PROBLEM:
You are asked to filter the data below and copy every line holding "each".

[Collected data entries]
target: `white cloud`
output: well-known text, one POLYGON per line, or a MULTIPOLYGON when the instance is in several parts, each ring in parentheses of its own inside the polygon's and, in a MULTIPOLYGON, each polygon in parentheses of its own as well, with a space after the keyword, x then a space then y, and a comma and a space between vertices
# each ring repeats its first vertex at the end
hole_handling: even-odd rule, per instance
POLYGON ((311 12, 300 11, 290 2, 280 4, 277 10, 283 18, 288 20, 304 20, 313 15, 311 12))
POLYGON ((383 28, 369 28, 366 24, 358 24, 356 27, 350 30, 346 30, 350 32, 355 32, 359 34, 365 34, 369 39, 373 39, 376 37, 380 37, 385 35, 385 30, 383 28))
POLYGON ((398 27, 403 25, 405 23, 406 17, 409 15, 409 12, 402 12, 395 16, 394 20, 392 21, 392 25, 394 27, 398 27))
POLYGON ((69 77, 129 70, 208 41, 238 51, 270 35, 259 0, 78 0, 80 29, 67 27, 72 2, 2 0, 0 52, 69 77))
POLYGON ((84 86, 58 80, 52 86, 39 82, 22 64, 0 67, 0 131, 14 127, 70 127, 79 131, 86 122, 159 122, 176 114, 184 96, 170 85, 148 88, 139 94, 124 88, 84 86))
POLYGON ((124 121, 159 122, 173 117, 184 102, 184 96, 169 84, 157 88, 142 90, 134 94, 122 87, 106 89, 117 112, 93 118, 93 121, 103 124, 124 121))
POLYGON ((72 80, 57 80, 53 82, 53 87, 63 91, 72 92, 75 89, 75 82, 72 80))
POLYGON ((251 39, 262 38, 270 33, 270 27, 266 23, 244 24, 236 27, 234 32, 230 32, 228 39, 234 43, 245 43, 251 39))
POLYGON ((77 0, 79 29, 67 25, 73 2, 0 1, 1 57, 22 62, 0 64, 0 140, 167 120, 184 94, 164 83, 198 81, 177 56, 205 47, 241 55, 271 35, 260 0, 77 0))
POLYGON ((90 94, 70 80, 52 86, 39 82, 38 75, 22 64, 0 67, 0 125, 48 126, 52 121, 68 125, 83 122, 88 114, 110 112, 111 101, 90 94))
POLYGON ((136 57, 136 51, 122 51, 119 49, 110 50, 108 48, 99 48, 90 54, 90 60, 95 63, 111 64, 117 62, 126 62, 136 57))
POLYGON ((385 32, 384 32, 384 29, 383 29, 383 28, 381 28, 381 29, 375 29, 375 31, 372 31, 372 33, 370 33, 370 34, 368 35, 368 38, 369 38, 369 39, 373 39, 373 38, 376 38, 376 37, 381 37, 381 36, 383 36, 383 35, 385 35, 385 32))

RESPONSE FOR THIS EXERCISE:
output: well-known text, one POLYGON per line, or a MULTIPOLYGON when the instance is in several parts, each ring in parentheses of its own inside the polygon's and, in a MULTIPOLYGON, each polygon in parentheses of its own as well, with a space after the keyword, x then a space then y, and a comma and a space between vertices
# each ring repeats its first vertex at the end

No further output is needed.